=== Source ===

════════════════

On Tue, Jan 03, 2012 at 12:14:09AM +0100, Tomasz Rola wrote:
> On Mon, 2 Jan 2012, Kragen Javier Sitaker wrote:
> > Hi!  May I post your response, and this response to it, to kragen-discuss?
> 
> Sure, no problem. If you find this mail of enough value, you can also 
> repost it. Small edits are ok to me, I trust that you will do it well.

Thanks!

> > You can probably get something running on an Arduino (using their IDE, not
> > Forth) with US$20 and half an hour.  Try it, it'll be fun!
> 
> Yes, I read some blog entries (ditto with "half an hour" in their titles). 
> I might try Arduino one day, but frankly I like to compute on some bigger 
> scale. Perhaps I would be ok with few kilowords of ram, but with 8-bit 
> words... well, this fills so small... On IBM 704, they had 4-32Kwords but 
> a word was 36-bit. One could put some data into it and I guess, 36-bit 
> arithmetic was there in hardware. This was enough to make first LISP 
> interpreter on it.

Generally speaking you need about 4KiB of memory to run a self-hosted
interactive development environment, maybe 8KiB to run a more full-featured
one.  The ATMega328 has 32KiB of program memory plus 2KiB of RAM and 1KiB of
EEPROM.  Interpreters like Bitlash use the EEPROM to store the code to be
interpreted.  (But Bitlash seems pretty disappointing to me.)

On the other hand, the 704 ran at "up to" 40 kips; the first wave of
BASIC-programmable home computers ran at up to 300 kips (comparable to the 704
or faster, depending on what you were doing; I imagine the 704 was a bit faster
doing 36-bit division); Wikipedia claims the Super Foonly F-1 (the fastest
PDP-10 ever built) was clocked at 10-11MHz and so could presumably reach some
0.5-5MIPS; and the Arduino runs at 16MIPS normally.  So the usual space-time
tradeoffs mean the Arduino can probably get by with less memory, being faster.

The 704 was also sufficient to write the first FORTRAN compiler and to
synthesize speech.  (Presumably it controlled external oscillators rather than
generating PCM directly.)

> Nowadays, one can really have other options that look more sexy to me 
> - like, FPGA + 128MB of ram, packed into USB stick or something equally 
> small. I am unable to find the page right now, but from what I remember 
> pricewise it was competitive to A* (especially when comparing what could 
> be packed into them).

════════════════

=== Data supplied ===
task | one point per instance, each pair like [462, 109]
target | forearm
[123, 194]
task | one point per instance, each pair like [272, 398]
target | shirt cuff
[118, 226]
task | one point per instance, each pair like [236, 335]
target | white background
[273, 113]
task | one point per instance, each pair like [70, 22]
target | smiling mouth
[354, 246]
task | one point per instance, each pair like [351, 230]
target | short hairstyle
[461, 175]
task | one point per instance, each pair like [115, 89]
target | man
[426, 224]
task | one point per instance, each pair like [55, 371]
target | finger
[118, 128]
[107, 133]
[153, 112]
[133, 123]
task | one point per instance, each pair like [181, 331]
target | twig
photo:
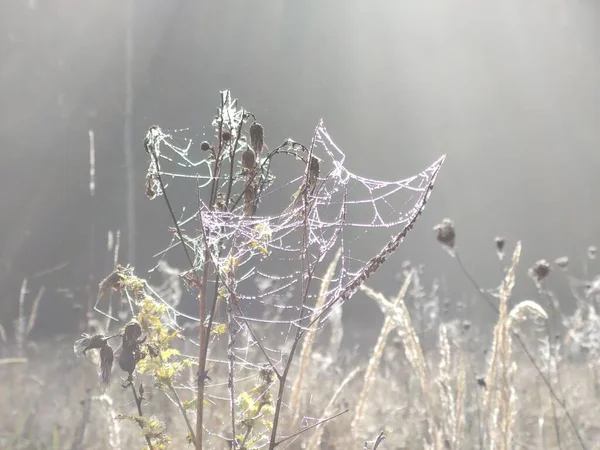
[138, 402]
[530, 357]
[320, 422]
[183, 412]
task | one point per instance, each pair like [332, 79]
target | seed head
[88, 342]
[500, 241]
[132, 334]
[106, 361]
[248, 159]
[445, 233]
[257, 137]
[592, 251]
[539, 270]
[562, 262]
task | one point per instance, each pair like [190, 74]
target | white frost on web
[275, 256]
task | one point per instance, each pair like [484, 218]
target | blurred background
[509, 90]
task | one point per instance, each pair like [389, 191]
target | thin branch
[303, 430]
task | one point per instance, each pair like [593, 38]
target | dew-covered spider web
[279, 216]
[256, 228]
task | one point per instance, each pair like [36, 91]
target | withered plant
[255, 246]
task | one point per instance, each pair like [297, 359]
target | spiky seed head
[445, 233]
[131, 334]
[127, 360]
[248, 159]
[315, 167]
[500, 242]
[106, 361]
[562, 262]
[88, 342]
[150, 138]
[257, 137]
[592, 251]
[540, 270]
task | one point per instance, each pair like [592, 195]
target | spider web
[267, 252]
[271, 263]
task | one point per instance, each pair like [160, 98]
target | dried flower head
[266, 374]
[106, 361]
[131, 334]
[500, 242]
[149, 141]
[539, 270]
[257, 137]
[248, 159]
[445, 233]
[88, 342]
[562, 262]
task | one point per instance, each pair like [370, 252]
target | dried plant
[232, 182]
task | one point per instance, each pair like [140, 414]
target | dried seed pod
[106, 362]
[248, 159]
[88, 342]
[539, 271]
[128, 360]
[257, 137]
[313, 172]
[562, 262]
[445, 233]
[131, 334]
[149, 141]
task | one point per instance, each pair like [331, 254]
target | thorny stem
[314, 425]
[531, 358]
[305, 284]
[183, 412]
[204, 333]
[202, 301]
[138, 403]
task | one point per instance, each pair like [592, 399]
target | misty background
[509, 90]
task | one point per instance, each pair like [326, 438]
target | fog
[508, 90]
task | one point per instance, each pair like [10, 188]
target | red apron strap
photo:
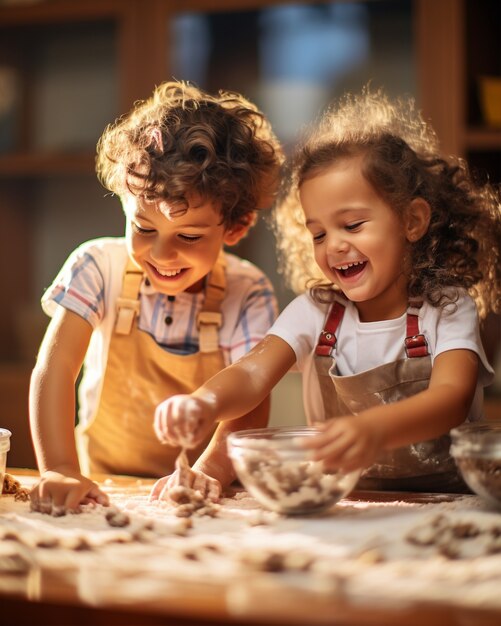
[327, 340]
[415, 342]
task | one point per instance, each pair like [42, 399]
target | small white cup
[5, 436]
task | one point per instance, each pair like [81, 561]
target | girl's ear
[233, 235]
[417, 219]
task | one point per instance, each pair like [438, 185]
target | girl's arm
[52, 415]
[356, 440]
[235, 391]
[213, 471]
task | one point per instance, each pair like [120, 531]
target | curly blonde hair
[401, 160]
[183, 143]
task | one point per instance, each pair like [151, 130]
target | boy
[164, 308]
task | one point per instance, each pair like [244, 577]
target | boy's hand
[183, 420]
[62, 490]
[347, 443]
[209, 487]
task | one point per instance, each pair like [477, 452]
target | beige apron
[139, 375]
[423, 466]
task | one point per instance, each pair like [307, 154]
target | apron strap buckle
[326, 343]
[416, 346]
[208, 324]
[127, 311]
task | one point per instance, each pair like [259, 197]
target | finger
[98, 496]
[157, 489]
[213, 490]
[160, 422]
[200, 483]
[185, 477]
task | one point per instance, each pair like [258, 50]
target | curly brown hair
[183, 143]
[401, 160]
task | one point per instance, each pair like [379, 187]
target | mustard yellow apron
[139, 375]
[423, 466]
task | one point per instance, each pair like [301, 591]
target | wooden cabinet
[459, 42]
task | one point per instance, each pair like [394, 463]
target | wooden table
[50, 596]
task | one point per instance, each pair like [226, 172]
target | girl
[400, 249]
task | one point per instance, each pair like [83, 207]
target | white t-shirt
[90, 282]
[363, 345]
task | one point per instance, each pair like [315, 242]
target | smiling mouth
[167, 274]
[349, 270]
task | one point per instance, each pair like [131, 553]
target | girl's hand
[64, 489]
[183, 420]
[346, 443]
[209, 487]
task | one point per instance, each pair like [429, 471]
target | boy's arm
[214, 461]
[356, 440]
[235, 391]
[52, 414]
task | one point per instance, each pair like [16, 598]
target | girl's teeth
[345, 267]
[168, 273]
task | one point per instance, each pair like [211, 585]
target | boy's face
[176, 253]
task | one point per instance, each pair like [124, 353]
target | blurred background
[70, 67]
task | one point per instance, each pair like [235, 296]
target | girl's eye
[142, 231]
[354, 226]
[318, 238]
[190, 238]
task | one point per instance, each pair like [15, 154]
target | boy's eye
[190, 238]
[353, 226]
[142, 231]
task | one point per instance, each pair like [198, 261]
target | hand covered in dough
[64, 489]
[183, 420]
[209, 487]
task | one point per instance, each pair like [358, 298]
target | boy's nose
[164, 250]
[336, 245]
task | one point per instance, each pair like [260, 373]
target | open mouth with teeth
[167, 274]
[350, 269]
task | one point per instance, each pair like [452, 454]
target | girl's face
[359, 241]
[176, 253]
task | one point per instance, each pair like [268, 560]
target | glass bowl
[277, 472]
[476, 448]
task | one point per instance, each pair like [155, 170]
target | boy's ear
[417, 219]
[233, 235]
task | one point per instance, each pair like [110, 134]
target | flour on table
[448, 551]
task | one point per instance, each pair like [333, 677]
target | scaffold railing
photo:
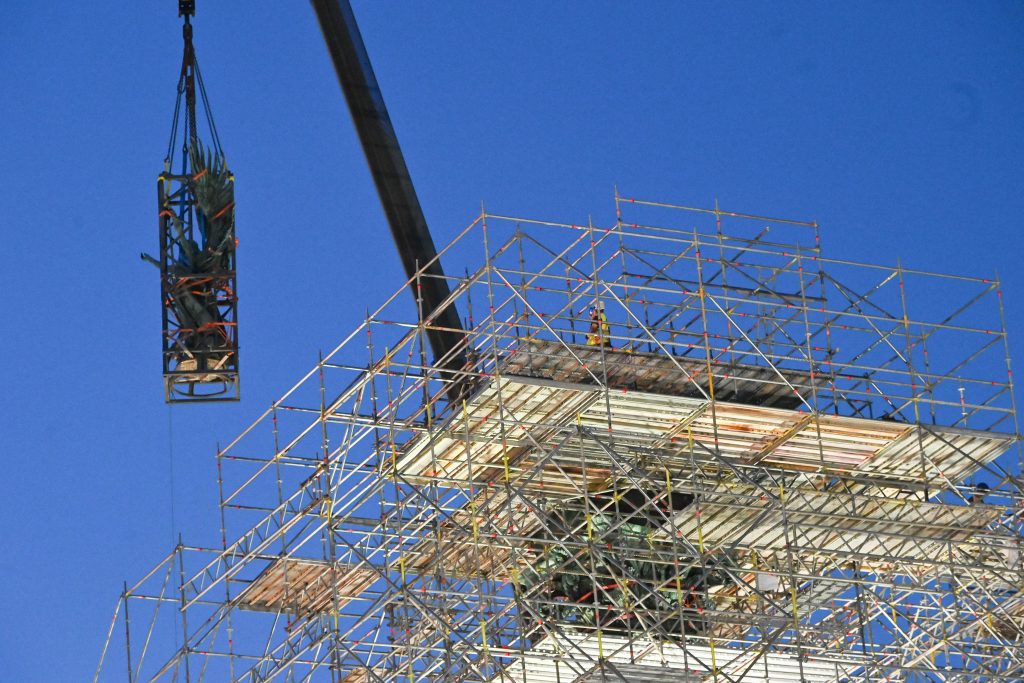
[684, 444]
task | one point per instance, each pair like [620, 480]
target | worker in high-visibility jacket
[600, 333]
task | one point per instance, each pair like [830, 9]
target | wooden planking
[822, 523]
[658, 373]
[569, 656]
[304, 587]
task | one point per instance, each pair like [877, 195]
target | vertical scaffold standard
[771, 465]
[199, 295]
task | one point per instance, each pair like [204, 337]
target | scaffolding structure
[770, 466]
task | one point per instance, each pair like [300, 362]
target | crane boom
[387, 165]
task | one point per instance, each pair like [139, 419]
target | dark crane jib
[404, 216]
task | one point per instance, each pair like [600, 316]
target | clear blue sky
[896, 125]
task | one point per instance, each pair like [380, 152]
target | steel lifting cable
[190, 123]
[206, 108]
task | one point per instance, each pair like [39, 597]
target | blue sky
[895, 125]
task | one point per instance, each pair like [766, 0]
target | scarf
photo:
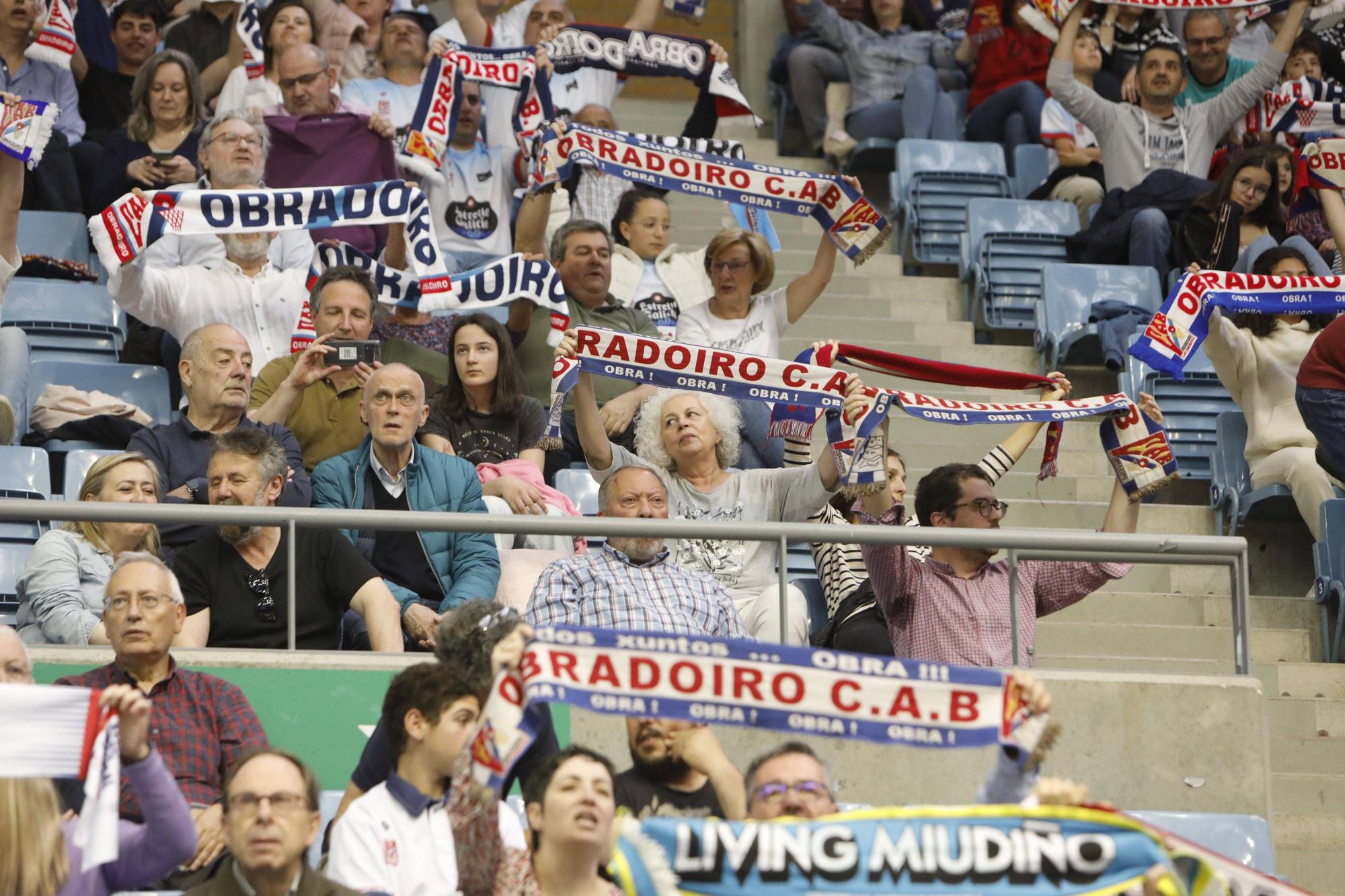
[853, 224]
[131, 224]
[931, 850]
[249, 30]
[1183, 323]
[56, 42]
[61, 732]
[432, 126]
[841, 694]
[26, 128]
[662, 362]
[494, 286]
[649, 53]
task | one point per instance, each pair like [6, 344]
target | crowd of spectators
[1140, 112]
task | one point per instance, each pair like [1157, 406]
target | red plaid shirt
[935, 615]
[198, 723]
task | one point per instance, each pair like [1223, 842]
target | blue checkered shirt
[607, 589]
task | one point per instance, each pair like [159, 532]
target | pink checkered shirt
[935, 615]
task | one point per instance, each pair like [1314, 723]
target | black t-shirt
[654, 799]
[490, 439]
[106, 101]
[332, 569]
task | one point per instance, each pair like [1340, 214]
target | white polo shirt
[399, 841]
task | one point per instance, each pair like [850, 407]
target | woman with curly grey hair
[695, 438]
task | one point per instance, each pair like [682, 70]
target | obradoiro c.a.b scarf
[852, 222]
[490, 287]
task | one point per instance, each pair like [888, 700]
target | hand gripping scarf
[497, 284]
[432, 126]
[26, 128]
[662, 362]
[1183, 323]
[1136, 446]
[56, 42]
[792, 690]
[926, 850]
[61, 732]
[130, 225]
[649, 53]
[853, 224]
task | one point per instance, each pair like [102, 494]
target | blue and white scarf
[653, 54]
[853, 224]
[432, 126]
[1183, 323]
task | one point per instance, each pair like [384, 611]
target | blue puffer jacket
[467, 564]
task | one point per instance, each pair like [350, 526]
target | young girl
[484, 417]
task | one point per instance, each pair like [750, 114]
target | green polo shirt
[325, 420]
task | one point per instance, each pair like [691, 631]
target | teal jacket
[467, 564]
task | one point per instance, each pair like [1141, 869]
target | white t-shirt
[1056, 123]
[758, 334]
[380, 845]
[473, 209]
[397, 101]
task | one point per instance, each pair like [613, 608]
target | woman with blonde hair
[61, 585]
[158, 145]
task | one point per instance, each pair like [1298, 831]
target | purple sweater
[146, 852]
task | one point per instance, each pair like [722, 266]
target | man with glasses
[271, 819]
[428, 572]
[200, 723]
[954, 607]
[235, 581]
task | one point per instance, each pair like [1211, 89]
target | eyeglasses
[985, 507]
[808, 790]
[260, 585]
[235, 139]
[283, 803]
[289, 84]
[122, 603]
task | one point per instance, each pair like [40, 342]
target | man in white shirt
[233, 157]
[399, 837]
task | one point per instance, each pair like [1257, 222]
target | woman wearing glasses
[1227, 228]
[61, 585]
[742, 317]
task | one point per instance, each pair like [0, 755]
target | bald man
[216, 369]
[428, 572]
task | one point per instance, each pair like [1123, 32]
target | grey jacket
[1136, 143]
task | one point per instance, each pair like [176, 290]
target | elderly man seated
[201, 723]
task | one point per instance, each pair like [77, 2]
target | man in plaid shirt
[631, 583]
[954, 607]
[198, 723]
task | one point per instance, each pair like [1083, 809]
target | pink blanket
[529, 473]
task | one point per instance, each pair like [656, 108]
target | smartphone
[353, 352]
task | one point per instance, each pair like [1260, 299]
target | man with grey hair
[633, 583]
[430, 572]
[236, 581]
[216, 370]
[205, 720]
[232, 155]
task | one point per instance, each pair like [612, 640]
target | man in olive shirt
[311, 396]
[582, 253]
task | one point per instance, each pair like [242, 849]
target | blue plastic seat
[1191, 408]
[1008, 244]
[580, 487]
[1065, 335]
[61, 235]
[931, 188]
[1031, 169]
[65, 321]
[1330, 585]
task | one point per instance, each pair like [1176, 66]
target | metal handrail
[1020, 544]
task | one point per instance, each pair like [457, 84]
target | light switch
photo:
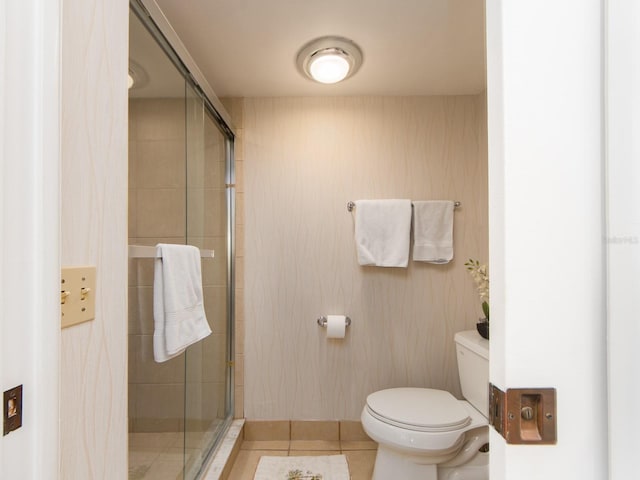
[77, 295]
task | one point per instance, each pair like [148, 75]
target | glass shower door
[207, 366]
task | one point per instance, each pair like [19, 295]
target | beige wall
[304, 158]
[93, 402]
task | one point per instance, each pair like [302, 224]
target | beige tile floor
[305, 439]
[360, 455]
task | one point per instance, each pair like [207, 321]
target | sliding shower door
[180, 192]
[207, 394]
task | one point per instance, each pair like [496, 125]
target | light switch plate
[77, 295]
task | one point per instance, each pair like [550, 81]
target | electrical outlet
[12, 409]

════════════════

=== Work instructions ===
Continue the email exchange above comparing the Arduino with the IBM 704, picking up right after its final sentence.

=== Result for this exercise ===
That sounds impressive.  Do you already have VHDL synthesis software for the
FPGA?  Because I think they're usually kind of a pain to program.

Don't underestimate the power of making it easy to get started on something. 

> So, I like small things but I also want them to have some usable power - 
> something comparable to PDP-10 or similar machine would probably make me 
> happy, especially for few tens of dollars. I am not into them right now, 
> but I can easily wait a bit and by the time I'm ready their prices will be 
> even more interesting, I guess.

As mentioned above, the Arduino is already in the same speed class as PDP-10s
were, but of course PDP-10s often had a megabyte or so --- 32 ATMega328s worth.
Digi-Key sells ATMega328s in quantity 100 for US$2.20 each
<http://search.digikey.com/us/en/products/ATMEGA328-PU/ATMEGA328-PU-ND/2271026>
putting your superfast parallel PDP-10 at US$66 or so --- more than an Arduino,
but not much.  And whatever code you wrote for the Arduino, you could run on
one node of your AVR hypercube.  You could even use the Arduino as a
programming board, and the Arduino bootloader to burn new code into the nodes
in situ.

But you could probably hook up a megabyte of external memory more cheaply than
that.  I haven't been able to find *new* external memory chips at a reasonable
price on Digi-Key, but surely you could work out something with 30-pin or
36-pin SIMMs, which must surely be available in large quantities for next to
nothing.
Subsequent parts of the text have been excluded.